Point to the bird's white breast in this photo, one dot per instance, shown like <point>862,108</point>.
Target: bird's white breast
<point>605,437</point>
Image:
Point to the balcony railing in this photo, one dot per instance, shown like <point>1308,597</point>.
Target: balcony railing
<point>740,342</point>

+++

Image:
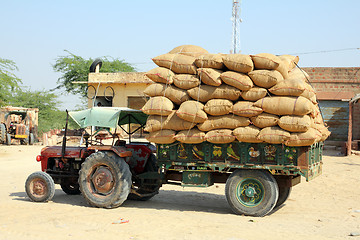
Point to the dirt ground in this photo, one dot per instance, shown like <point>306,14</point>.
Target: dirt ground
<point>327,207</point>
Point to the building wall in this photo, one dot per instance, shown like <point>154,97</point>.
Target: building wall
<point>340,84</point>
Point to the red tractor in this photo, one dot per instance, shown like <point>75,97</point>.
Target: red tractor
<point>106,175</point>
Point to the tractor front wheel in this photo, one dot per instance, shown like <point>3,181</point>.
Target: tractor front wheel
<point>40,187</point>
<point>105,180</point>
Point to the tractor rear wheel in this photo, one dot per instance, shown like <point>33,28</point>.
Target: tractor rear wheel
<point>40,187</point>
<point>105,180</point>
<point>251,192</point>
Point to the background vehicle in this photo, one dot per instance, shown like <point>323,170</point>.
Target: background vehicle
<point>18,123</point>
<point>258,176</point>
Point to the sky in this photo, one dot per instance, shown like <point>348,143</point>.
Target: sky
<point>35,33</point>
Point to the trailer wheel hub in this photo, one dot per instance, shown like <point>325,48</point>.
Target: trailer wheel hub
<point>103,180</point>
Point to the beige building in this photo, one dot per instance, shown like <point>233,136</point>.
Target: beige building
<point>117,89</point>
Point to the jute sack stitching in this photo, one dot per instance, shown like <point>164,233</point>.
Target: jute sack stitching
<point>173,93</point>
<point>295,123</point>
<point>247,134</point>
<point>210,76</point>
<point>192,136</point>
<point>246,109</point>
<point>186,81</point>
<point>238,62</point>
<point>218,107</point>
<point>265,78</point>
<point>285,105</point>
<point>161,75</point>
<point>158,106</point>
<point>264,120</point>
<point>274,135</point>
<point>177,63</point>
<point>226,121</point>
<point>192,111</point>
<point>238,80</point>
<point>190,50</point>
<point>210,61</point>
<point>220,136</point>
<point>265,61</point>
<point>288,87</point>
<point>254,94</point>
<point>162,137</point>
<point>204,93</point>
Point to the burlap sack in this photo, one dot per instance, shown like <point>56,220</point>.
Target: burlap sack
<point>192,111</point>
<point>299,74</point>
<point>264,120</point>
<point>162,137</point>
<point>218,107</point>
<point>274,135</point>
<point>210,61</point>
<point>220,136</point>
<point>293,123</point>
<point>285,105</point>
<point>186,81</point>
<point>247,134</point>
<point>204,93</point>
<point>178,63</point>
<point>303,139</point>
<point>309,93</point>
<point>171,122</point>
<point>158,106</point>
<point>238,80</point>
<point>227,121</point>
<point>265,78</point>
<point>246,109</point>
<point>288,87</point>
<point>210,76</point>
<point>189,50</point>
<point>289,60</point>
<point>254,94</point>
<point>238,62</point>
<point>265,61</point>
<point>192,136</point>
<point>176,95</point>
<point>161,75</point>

+++

Goal of the exercise
Gather every line from the entries above that contains the word "sack".

The answer
Point to the jute sack stitching in this photo, one dot per instance, shown like <point>164,233</point>.
Target: jute sack stitching
Point to the burlap sack in this photo, one dot per instance, shown like <point>56,220</point>.
Target: burlap sack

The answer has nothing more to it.